_WHAT YOU WILL DO_.
Exact repetition is required: output every record in full.
───── PROVIDED RECORDS ─────
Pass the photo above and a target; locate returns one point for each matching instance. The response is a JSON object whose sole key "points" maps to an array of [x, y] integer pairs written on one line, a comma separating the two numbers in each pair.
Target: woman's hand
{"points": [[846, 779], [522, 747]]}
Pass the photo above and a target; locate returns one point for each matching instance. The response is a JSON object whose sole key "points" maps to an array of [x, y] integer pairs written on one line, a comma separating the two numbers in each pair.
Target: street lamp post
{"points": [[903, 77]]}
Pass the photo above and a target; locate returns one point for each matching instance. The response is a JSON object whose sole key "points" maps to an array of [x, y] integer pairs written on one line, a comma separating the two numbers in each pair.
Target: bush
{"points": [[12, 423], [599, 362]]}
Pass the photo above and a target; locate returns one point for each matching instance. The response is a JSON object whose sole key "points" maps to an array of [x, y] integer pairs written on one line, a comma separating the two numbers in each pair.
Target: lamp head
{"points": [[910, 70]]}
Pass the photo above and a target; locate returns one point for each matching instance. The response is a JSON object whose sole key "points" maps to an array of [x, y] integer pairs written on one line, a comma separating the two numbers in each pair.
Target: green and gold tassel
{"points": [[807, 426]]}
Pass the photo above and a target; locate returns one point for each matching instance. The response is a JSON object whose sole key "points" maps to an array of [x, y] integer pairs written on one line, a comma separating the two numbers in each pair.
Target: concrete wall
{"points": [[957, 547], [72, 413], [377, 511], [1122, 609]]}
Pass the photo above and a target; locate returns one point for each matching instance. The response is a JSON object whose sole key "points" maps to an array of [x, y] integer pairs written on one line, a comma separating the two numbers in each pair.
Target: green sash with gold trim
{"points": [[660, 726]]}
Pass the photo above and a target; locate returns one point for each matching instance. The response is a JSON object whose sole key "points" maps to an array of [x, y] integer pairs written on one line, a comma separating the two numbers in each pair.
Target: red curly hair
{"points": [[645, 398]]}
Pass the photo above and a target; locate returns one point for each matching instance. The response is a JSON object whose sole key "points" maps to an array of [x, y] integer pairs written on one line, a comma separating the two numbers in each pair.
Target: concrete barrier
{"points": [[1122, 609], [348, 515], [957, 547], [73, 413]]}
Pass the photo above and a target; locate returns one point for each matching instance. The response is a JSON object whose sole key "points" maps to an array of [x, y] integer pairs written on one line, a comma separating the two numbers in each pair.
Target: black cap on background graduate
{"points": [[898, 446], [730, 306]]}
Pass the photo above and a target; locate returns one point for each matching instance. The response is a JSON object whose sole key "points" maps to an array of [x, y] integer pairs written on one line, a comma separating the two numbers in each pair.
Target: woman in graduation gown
─────
_WRITTEN SOLUTION_.
Pass the photo above and a target; locate returns one point for each matching instance. The response is a JSON object whose sole key "points" maps to an array of [x, y] integer pairs written on one line, a comma separating the two numbers in each pair.
Target: woman's hand
{"points": [[846, 779], [522, 747]]}
Pass the photo above and a target; locate returns one point for each matching instance. The response is a JSON object whose sole key "points" maps to an array of [x, y] integer pairs written on one line, a comma separating the two numbers in each pair.
Target: street lamp post
{"points": [[903, 77]]}
Pass the photo above and a target; locate returns one point for each matching instance. The response is a JSON object whose sole key "points" maps to an array of [x, y] integer pairs written on one line, a comma separating the two numbers in each pair.
Target: bush
{"points": [[12, 423], [599, 362]]}
Pass the photo above and a target; locate returns one point for each matching instance. The response is a JSON object whose sole key "points" maps to an array of [x, y] integer pairs written on one line, a comma separating the two numbers in each pair.
Target: lamp head
{"points": [[910, 70]]}
Pass the photo above and a target; locate returns one point for each matching instance. The response is a JSON object whose sole key "points" maps to an array of [x, y] integer pairs written on one line, a comma separating the two numbers in each pair.
Target: green and gold tassel
{"points": [[807, 426]]}
Pass the photo above and a target; locate returns one point for each matching instance. The response is a JSON object whose sole key "points" maps to an array of [x, y] integer pairs written on one line, a comma separating the two numbers in each pair.
Target: concrete wall
{"points": [[957, 547], [72, 413], [377, 511], [1122, 609]]}
Pass the photo above and a target; locate returns one point for each matching instance. The response is a JSON object whose sole key "points" maps to an array of [x, y] integer pairs written on one line, a comma separating the two numbers in each pair.
Target: green sash with gold trim
{"points": [[660, 726]]}
Pass the photo above and a target; locate returns one point for each matching instance. The response is a JSON object whose sole key "points" maps to an array of [x, y] integer pairs written on one line, a comma separating the two numbers in each pair.
Target: red curly hair
{"points": [[645, 398]]}
Pass the photo above and a target; locate returns one point for each matching instance. The response is a JSON object whose sole key "points" maps to an array of [x, y] integer pairs written on one line, a comma separating the two numbers in each pair.
Target: concrete barrier
{"points": [[1122, 609], [348, 515], [957, 547], [73, 413]]}
Pass the photo above and a target; locate returns one point for each matching instance. The response is a JSON object whose sole key "points" maps to an array of [x, y] integer pairs written on one line, a comma separating the two numbers in each pair.
Target: black cap on background graduate
{"points": [[898, 446], [730, 306]]}
Pass the photo above and a target; locate returns one point for each matching instance. The response is a JSON object whose sole key "points" maps to an array of [x, y] integer pairs written on one line, a comma separating the two numbers in each pair.
Target: woman in graduation gown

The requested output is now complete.